TASK TO CARRY OUT
According to the draft on TCP performance in low RTT networks, on what date does it expire?

[Docs] [txt|pdf] [Tracker] [Email] [Nits]

Versions: 00

Network Working Group                                         M. Bagnulo
Internet-Draft                                                      UC3M
Intended status: Informational                            K. De Schepper
Expires: January 9, 2017                                 Nokia Bell Labs
                                                                 G. Judd
                                                          Morgan Stanley
                                                            July 8, 2016

  Recommendations for increasing TCP performance in low RTT networks.


   This documents compiles a set of issues that negatively affect TCP
   performance in low RTT networks as well as the recommendations to
   overcome them.

Status of This Memo

   This Internet-Draft is submitted in full conformance with the
   provisions of BCP 78 and BCP 79.

   Internet-Drafts are working documents of the Internet Engineering
   Task Force (IETF).  Note that other groups may also distribute
   working documents as Internet-Drafts.  The list of current Internet-
   Drafts is at http://datatracker.ietf.org/drafts/current/.

   Internet-Drafts are draft documents valid for a maximum of six months
   and may be updated, replaced, or obsoleted by other documents at any
   time.  It is inappropriate to use Internet-Drafts as reference
   material or to cite them other than as "work in progress."

   This Internet-Draft will expire on January 9, 2017.

Copyright Notice

   Copyright (c) 2016 IETF Trust and the persons identified as the
   document authors.  All rights reserved.

   This document is subject to BCP 78 and the IETF Trust's Legal
   Provisions Relating to IETF Documents
   (http://trustee.ietf.org/license-info) in effect on the date of
   publication of this document.  Please review these documents
   carefully, as they describe your rights and restrictions with respect
   to this document.  Code Components extracted from this document must
   include Simplified BSD License text as described in Section 4.e of

Bagnulo, et al.          Expires January 9, 2017                [Page 1]

Internet-Draft              TCP for low RTTs                   July 2016

   the Trust Legal Provisions and are provided without warranty as
   described in the Simplified BSD License.

STUDY MATERIAL

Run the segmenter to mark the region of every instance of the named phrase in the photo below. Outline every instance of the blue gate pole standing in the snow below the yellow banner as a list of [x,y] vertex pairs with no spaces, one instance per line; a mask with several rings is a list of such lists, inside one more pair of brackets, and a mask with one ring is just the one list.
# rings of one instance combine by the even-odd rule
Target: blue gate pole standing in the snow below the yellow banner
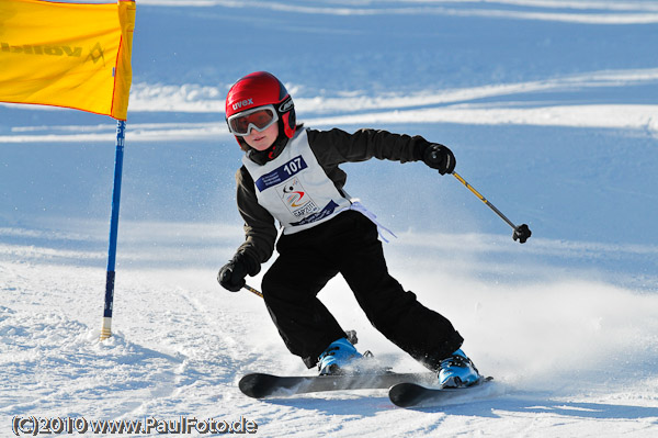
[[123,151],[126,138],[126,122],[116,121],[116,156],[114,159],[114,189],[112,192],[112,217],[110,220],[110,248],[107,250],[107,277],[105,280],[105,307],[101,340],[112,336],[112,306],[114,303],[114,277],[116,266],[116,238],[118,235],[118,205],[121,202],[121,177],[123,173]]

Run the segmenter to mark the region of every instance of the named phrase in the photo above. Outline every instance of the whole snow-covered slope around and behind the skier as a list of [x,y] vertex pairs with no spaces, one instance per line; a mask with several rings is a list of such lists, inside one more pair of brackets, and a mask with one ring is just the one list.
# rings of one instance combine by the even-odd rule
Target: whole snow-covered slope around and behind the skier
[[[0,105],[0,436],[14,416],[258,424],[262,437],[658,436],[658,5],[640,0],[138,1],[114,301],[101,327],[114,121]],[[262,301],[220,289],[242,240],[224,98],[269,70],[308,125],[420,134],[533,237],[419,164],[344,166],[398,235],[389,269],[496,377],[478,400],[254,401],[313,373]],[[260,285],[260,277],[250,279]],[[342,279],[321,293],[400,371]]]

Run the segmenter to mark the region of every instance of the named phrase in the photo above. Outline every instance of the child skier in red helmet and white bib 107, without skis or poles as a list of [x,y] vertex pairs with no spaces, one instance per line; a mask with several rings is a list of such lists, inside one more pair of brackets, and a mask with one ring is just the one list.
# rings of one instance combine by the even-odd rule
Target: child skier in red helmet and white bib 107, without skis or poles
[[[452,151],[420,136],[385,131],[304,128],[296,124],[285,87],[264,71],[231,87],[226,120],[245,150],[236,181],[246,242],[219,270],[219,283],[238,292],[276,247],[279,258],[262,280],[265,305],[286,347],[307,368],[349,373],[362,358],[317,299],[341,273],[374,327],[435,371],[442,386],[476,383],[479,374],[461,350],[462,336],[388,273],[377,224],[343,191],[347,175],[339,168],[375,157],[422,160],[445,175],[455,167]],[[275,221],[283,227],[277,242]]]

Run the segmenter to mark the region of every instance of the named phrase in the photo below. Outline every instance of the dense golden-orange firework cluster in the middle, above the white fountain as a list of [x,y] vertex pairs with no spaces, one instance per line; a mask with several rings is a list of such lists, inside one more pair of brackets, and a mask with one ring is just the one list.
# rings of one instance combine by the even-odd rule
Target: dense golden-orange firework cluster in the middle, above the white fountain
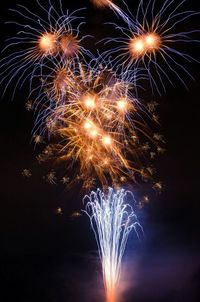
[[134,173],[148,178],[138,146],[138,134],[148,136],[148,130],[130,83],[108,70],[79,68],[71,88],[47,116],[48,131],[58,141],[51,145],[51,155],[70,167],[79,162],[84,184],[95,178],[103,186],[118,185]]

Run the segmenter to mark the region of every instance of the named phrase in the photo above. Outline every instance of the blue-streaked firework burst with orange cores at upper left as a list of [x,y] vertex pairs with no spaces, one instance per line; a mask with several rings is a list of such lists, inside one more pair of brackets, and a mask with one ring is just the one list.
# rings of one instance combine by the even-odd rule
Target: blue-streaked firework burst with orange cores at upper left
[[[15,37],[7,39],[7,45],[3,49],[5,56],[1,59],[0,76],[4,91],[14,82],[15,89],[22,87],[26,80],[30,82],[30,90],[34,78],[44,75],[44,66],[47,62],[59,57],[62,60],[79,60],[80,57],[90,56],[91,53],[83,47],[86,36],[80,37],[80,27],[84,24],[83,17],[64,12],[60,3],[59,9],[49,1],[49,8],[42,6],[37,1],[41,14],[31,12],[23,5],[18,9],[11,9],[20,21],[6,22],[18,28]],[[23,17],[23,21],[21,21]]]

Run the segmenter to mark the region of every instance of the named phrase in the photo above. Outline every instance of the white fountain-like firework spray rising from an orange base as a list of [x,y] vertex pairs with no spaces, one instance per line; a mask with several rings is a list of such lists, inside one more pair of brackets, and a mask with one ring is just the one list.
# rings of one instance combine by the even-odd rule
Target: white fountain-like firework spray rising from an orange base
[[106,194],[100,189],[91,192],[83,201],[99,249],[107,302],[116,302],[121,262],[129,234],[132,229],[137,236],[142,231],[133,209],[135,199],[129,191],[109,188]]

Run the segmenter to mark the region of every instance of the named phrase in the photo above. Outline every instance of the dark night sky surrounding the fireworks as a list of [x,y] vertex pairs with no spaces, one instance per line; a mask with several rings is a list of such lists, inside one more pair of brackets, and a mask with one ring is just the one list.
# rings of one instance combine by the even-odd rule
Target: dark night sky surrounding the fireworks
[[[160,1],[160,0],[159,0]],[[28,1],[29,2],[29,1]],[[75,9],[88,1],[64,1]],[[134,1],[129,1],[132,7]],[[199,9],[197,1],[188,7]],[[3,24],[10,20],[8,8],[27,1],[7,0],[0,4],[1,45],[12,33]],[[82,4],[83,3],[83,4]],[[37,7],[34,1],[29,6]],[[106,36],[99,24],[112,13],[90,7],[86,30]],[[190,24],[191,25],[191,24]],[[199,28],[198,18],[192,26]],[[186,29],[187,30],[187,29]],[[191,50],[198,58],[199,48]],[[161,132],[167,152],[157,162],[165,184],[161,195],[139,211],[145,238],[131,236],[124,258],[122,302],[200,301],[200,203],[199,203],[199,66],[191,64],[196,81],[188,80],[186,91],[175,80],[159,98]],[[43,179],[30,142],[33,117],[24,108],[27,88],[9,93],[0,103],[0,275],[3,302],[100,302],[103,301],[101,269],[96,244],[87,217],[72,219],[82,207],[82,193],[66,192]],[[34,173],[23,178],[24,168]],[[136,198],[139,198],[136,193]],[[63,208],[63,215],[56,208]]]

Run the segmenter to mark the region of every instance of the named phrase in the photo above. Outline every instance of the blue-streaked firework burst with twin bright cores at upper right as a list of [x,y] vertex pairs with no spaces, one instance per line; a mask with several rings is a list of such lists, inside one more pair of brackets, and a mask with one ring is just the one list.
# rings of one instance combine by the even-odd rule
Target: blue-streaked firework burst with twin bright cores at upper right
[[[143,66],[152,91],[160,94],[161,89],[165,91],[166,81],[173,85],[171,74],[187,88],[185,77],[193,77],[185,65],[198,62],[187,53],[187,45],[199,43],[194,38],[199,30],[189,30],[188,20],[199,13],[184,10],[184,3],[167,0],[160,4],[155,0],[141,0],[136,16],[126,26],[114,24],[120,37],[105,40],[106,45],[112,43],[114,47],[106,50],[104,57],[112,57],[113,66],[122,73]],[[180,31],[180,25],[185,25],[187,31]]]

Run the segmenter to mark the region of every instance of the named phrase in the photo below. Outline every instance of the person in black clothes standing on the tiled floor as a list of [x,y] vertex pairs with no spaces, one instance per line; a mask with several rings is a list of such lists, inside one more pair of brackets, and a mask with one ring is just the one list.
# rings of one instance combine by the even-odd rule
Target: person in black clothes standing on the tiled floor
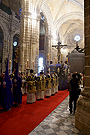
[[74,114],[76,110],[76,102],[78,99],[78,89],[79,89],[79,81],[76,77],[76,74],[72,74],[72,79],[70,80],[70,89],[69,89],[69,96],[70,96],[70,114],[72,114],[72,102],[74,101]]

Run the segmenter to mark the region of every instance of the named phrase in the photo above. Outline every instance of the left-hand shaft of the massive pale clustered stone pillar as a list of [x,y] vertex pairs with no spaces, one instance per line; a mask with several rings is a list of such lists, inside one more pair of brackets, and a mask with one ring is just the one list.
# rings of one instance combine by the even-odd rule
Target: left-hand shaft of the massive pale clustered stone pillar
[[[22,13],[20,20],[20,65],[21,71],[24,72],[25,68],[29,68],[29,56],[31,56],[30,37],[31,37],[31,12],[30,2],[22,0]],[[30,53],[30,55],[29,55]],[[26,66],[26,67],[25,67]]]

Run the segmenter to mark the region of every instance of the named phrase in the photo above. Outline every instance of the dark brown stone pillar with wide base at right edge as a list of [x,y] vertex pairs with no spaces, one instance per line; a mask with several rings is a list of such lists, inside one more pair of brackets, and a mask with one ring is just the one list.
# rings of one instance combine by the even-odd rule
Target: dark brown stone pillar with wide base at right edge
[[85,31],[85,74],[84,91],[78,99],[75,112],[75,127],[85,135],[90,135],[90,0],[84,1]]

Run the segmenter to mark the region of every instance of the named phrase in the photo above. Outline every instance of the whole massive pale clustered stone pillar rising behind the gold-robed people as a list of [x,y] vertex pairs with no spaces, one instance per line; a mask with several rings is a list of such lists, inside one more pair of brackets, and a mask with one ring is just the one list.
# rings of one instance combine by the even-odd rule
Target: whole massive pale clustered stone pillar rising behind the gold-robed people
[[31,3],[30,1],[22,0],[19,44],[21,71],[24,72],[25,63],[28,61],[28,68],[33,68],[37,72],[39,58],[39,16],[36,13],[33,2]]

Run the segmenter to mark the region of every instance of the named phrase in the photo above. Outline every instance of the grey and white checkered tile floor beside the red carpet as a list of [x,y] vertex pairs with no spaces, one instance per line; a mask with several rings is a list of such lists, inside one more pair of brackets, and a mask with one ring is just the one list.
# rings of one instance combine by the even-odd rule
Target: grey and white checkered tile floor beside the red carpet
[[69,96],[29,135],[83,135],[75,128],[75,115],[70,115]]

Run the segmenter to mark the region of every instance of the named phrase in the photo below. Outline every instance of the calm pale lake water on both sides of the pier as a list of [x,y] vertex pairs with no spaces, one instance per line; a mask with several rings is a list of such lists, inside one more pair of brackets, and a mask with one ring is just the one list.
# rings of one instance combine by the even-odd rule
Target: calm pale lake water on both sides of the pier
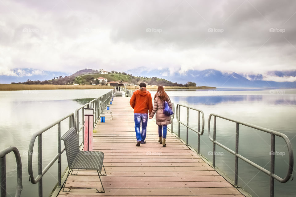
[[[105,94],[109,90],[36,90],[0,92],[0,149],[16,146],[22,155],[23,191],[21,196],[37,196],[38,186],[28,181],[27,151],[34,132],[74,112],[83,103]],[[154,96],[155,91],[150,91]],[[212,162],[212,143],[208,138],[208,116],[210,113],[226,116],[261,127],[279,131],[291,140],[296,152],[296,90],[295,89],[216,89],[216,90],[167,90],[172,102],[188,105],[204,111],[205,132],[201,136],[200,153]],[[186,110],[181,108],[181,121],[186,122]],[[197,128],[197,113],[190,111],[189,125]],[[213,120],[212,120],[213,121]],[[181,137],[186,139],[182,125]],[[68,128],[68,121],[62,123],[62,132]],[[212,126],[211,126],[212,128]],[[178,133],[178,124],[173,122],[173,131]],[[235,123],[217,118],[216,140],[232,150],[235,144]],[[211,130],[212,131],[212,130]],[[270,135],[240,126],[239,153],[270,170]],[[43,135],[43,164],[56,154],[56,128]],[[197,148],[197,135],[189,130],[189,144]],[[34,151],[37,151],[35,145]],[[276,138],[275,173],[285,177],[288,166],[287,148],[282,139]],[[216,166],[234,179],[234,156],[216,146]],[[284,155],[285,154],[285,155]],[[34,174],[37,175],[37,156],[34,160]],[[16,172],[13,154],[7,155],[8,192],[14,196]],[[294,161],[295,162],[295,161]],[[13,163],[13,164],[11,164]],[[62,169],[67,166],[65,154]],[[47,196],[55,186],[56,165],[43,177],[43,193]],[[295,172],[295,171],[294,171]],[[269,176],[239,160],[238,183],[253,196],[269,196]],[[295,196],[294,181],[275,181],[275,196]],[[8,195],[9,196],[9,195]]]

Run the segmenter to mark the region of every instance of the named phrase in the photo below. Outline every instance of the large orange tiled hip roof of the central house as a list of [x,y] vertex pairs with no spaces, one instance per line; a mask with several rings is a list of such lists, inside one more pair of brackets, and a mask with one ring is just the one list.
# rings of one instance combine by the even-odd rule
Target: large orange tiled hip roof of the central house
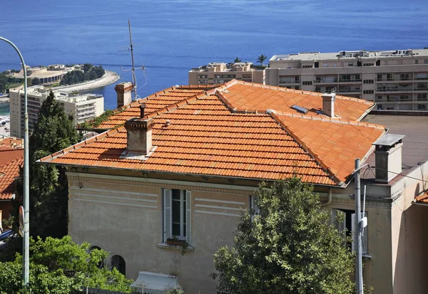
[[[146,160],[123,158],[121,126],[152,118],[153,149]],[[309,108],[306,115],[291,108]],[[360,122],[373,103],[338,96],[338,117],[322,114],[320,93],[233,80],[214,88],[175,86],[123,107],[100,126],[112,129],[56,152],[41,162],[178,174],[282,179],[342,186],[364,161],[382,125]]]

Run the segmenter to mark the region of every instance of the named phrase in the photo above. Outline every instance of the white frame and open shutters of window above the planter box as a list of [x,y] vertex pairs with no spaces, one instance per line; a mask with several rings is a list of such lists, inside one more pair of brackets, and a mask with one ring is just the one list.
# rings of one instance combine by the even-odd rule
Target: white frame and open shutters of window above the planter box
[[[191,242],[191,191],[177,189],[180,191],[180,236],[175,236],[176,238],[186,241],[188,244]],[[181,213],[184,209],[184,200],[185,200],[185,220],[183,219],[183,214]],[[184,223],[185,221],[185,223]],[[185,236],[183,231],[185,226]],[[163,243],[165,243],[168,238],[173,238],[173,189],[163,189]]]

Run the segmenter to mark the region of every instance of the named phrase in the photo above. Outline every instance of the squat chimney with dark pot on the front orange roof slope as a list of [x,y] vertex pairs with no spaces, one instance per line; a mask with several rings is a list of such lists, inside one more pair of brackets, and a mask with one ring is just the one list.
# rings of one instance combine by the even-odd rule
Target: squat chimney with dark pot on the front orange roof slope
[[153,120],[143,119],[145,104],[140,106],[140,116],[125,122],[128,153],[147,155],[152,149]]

ANSWER FOR THE TASK
January 9, 2017